> _TASK PROMPT_
Transcribe the entries below exactly from their first line through the line containing "Target: train window", and let no picture into the copy.

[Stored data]
-- Opening Marker --

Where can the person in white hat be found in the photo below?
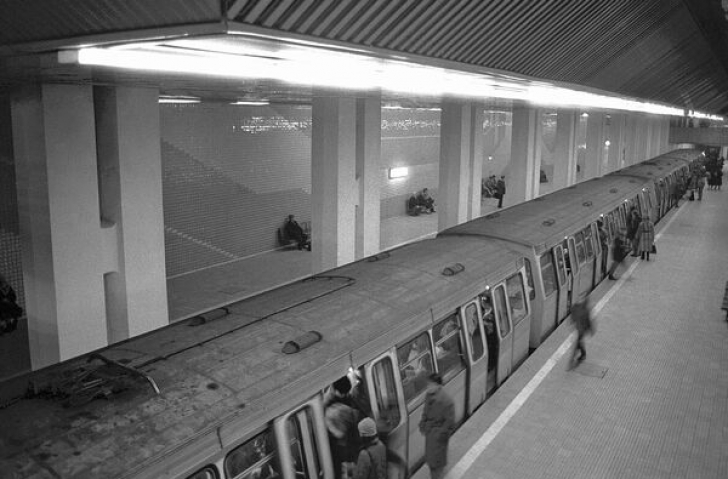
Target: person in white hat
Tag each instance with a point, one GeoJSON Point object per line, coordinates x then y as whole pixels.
{"type": "Point", "coordinates": [372, 460]}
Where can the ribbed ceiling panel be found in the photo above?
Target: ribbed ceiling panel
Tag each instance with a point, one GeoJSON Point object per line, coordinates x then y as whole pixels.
{"type": "Point", "coordinates": [24, 21]}
{"type": "Point", "coordinates": [623, 46]}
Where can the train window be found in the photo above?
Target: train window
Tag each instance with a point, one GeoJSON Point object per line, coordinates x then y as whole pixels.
{"type": "Point", "coordinates": [415, 365]}
{"type": "Point", "coordinates": [256, 459]}
{"type": "Point", "coordinates": [470, 316]}
{"type": "Point", "coordinates": [501, 313]}
{"type": "Point", "coordinates": [529, 280]}
{"type": "Point", "coordinates": [448, 347]}
{"type": "Point", "coordinates": [548, 274]}
{"type": "Point", "coordinates": [561, 265]}
{"type": "Point", "coordinates": [516, 298]}
{"type": "Point", "coordinates": [386, 395]}
{"type": "Point", "coordinates": [588, 242]}
{"type": "Point", "coordinates": [208, 472]}
{"type": "Point", "coordinates": [580, 253]}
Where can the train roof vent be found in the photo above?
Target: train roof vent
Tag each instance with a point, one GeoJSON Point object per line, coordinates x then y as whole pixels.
{"type": "Point", "coordinates": [302, 342]}
{"type": "Point", "coordinates": [379, 256]}
{"type": "Point", "coordinates": [453, 269]}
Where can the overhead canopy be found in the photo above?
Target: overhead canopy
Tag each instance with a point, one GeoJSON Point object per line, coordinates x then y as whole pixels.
{"type": "Point", "coordinates": [669, 51]}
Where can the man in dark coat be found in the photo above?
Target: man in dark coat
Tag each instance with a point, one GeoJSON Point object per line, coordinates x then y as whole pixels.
{"type": "Point", "coordinates": [582, 322]}
{"type": "Point", "coordinates": [437, 424]}
{"type": "Point", "coordinates": [501, 190]}
{"type": "Point", "coordinates": [295, 232]}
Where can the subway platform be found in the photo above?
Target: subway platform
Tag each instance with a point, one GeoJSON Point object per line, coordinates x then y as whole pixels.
{"type": "Point", "coordinates": [651, 398]}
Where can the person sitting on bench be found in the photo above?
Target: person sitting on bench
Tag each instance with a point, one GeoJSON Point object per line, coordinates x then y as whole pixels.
{"type": "Point", "coordinates": [294, 232]}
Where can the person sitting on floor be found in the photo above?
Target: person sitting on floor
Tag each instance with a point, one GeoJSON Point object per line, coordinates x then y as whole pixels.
{"type": "Point", "coordinates": [294, 231]}
{"type": "Point", "coordinates": [413, 209]}
{"type": "Point", "coordinates": [426, 201]}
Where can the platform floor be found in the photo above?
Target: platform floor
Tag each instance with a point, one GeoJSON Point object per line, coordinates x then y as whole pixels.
{"type": "Point", "coordinates": [651, 399]}
{"type": "Point", "coordinates": [194, 293]}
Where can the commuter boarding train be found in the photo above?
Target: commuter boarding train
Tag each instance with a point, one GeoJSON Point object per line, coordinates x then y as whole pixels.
{"type": "Point", "coordinates": [243, 396]}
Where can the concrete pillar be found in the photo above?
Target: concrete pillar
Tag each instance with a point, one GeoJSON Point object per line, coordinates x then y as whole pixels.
{"type": "Point", "coordinates": [63, 243]}
{"type": "Point", "coordinates": [617, 141]}
{"type": "Point", "coordinates": [368, 153]}
{"type": "Point", "coordinates": [595, 156]}
{"type": "Point", "coordinates": [130, 176]}
{"type": "Point", "coordinates": [525, 165]}
{"type": "Point", "coordinates": [565, 149]}
{"type": "Point", "coordinates": [460, 147]}
{"type": "Point", "coordinates": [477, 139]}
{"type": "Point", "coordinates": [334, 193]}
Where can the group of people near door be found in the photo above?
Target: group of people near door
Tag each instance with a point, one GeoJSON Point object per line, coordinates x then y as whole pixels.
{"type": "Point", "coordinates": [357, 451]}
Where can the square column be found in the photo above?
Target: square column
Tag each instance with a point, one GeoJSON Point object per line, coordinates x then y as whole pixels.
{"type": "Point", "coordinates": [368, 153]}
{"type": "Point", "coordinates": [130, 166]}
{"type": "Point", "coordinates": [525, 165]}
{"type": "Point", "coordinates": [334, 192]}
{"type": "Point", "coordinates": [565, 149]}
{"type": "Point", "coordinates": [55, 150]}
{"type": "Point", "coordinates": [460, 150]}
{"type": "Point", "coordinates": [595, 153]}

-- Closing Marker --

> _YOUR RESPONSE_
Where can the person in white hat be found in the photo below?
Target: person in white hat
Tag each instance with a point, one GeoJSON Point object per line, coordinates x then y as whole pixels.
{"type": "Point", "coordinates": [372, 460]}
Where can the ribbed ceiling panel be found in the photo above?
Target: ribbed ceiling panel
Tag each instance with a point, one GeoJSON Point object per line, coordinates x then y as whole pixels.
{"type": "Point", "coordinates": [24, 21]}
{"type": "Point", "coordinates": [623, 46]}
Where can the train window be found in the photo above?
Target: train window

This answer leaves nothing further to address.